Arbeitsanweisungen:
1. Welche Störungen nennt der Lesetext in der Klammer als Beispiele für funktionelle und psychosomatische Störungen? Zähl alle auf.
2. Beantworte diese Fragen zum Lesetext:
(a) Wie viele Gruppen scheinen besonders betroffen zu sein?
(b) Wer leidet häufiger unter einem Sick-Building-Syndrom, Frauen oder Männer?
(c) Welches Gas in der Raumluft wurde in den Studien der letzten Jahre untersucht?
3. Stimmen diese Aussagen mit dem Lesetext überein? Antworte jeweils mit Ja oder Nein und zitiere die entscheidenden Worte.
(a) Männer leiden häufiger als Frauen unter einem Sick-Building-Syndrom.
(b) Je mehr CO2 in der Raumluft ist, desto stärker leidet die Leistungsfähigkeit.
(c) Menschen mit Depressionen gehören zu einer der besonders betroffenen Gruppen.

Lesetext:

>>>

Tatsächlich zeigen Studien, dass einige Menschen besonders anfällig für das Sick-Building-Syndrom sind.
Zwei Gruppen scheinen besonders betroffen zu sein.
- Menschen, die vermehrt unter Allergien, Heuschnupfen und Asthma bronchiale leiden.
- Menschen mit hoher körperlicher oder psychischer Anspannung, Ängsten, Depressionen und vermehrten psychosomatischen Beschwerden.
Wie bei anderen funktionellen und psychosomatischen Störungen (z.B. Fibromyalgie, Reizdarm, funktionelle Atembeschwerden, usw.) leiden Frauen häufiger als Männer unter einem Sick-Building-Syndrom.
Zusammenfassend sind offenbar Menschen mit erhöhter Sensibilität und gesteigerter immunologischer Reagibilität für die Symptomatik anfälliger.
Ursachen
Kohlendioxid?
In den letzten Jahren sind eine Reihe von Studien erschienen, die den Zusammenhang von erhöhter Kohlendioxid-Konzentration in Innenräumen und dem Sick-Building-Syndrom untersucht haben. Dabei zeigte sich eine klare Tendenz: Je höher der Anteil des CO2 in der Raumluft, desto stärker wurde das Allgemeinbefinden und die Leistungsfähigkeit beeinträchtigt und zahlreiche Beschwerden begünstigt.

<<<

Entnommene Angaben:
>>>

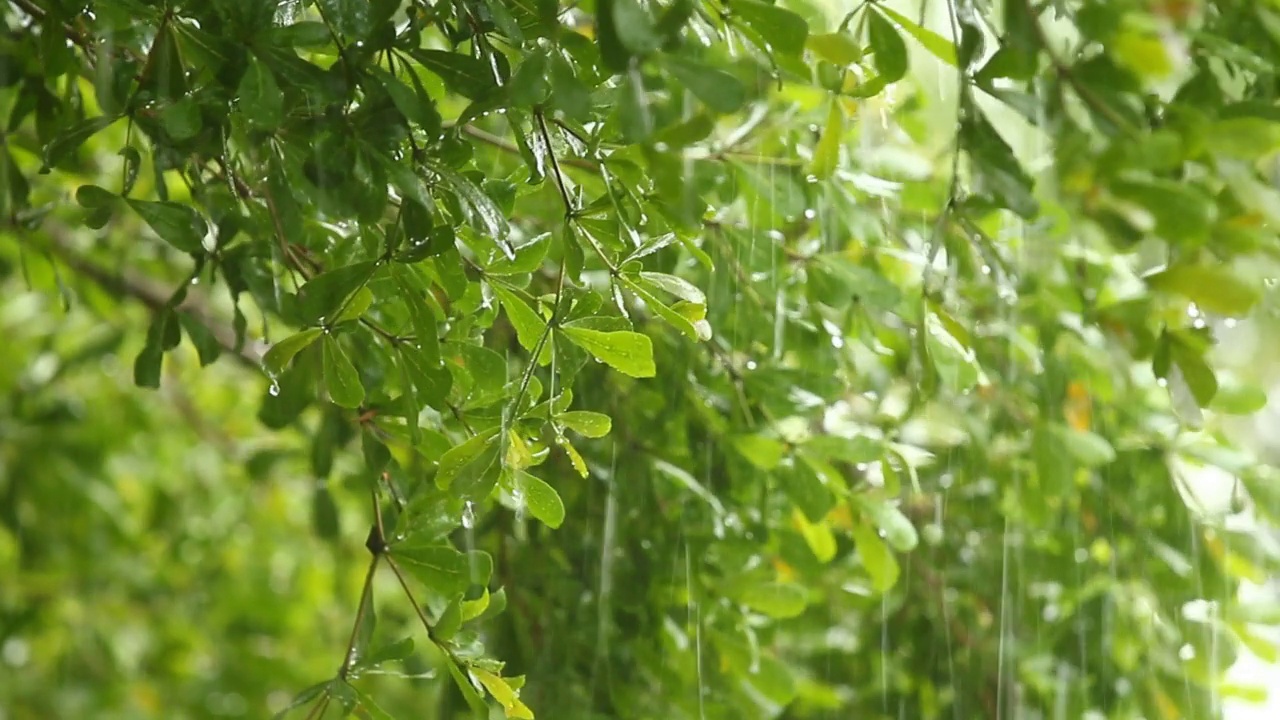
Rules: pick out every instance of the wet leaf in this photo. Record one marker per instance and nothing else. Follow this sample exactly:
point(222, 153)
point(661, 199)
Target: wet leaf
point(625, 351)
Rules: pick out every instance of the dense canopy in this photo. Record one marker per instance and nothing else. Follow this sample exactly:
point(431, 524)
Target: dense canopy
point(688, 359)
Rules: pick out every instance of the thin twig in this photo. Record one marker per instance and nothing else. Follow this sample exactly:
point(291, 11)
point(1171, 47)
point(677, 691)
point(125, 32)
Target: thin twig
point(131, 285)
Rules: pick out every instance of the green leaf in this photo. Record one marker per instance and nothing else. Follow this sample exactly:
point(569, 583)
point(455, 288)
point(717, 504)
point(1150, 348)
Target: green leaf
point(462, 455)
point(438, 566)
point(717, 89)
point(586, 424)
point(837, 48)
point(370, 707)
point(208, 347)
point(1214, 288)
point(529, 326)
point(259, 98)
point(71, 139)
point(625, 351)
point(826, 154)
point(677, 286)
point(956, 364)
point(891, 58)
point(634, 26)
point(348, 17)
point(325, 295)
point(464, 74)
point(876, 556)
point(897, 528)
point(807, 490)
point(785, 31)
point(762, 451)
point(1182, 213)
point(937, 45)
point(181, 226)
point(481, 210)
point(502, 692)
point(421, 318)
point(341, 378)
point(92, 196)
point(415, 104)
point(776, 600)
point(996, 169)
point(1235, 397)
point(539, 499)
point(182, 119)
point(1088, 449)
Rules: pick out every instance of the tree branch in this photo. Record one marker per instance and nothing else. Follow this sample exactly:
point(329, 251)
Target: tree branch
point(126, 283)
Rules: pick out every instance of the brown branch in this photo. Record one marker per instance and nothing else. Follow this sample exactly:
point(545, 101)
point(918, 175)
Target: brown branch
point(127, 283)
point(502, 144)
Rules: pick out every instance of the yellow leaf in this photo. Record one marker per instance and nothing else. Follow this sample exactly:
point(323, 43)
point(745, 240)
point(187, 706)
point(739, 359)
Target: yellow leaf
point(1078, 409)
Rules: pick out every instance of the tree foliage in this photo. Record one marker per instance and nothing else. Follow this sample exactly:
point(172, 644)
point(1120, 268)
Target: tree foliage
point(685, 359)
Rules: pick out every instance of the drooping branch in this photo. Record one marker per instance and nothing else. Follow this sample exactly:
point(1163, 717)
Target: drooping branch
point(54, 240)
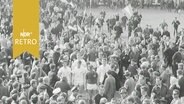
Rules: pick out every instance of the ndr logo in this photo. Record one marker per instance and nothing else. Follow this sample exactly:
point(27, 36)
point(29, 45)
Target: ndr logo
point(25, 34)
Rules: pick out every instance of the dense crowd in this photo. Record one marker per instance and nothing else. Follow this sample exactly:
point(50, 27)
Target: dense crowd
point(114, 4)
point(84, 60)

<<<

Lösungen:
1. Fibromyalgie, Reizdarm, funktionelle Atembeschwerden

2.
(a) Zwei Gruppen
(b) Frauen
(c) Kohlendioxid (CO2)

3.
(a) Nein: „leiden Frauen häufiger als Männer unter einem Sick-Building-Syndrom“
(b) Ja: „Je höher der Anteil des CO2 in der Raumluft, desto stärker wurde das Allgemeinbefinden und die Leistungsfähigkeit beeinträchtigt“
(c) Ja: „Menschen mit hoher körperlicher oder psychischer Anspannung, Ängsten, Depressionen und vermehrten psychosomatischen Beschwerden“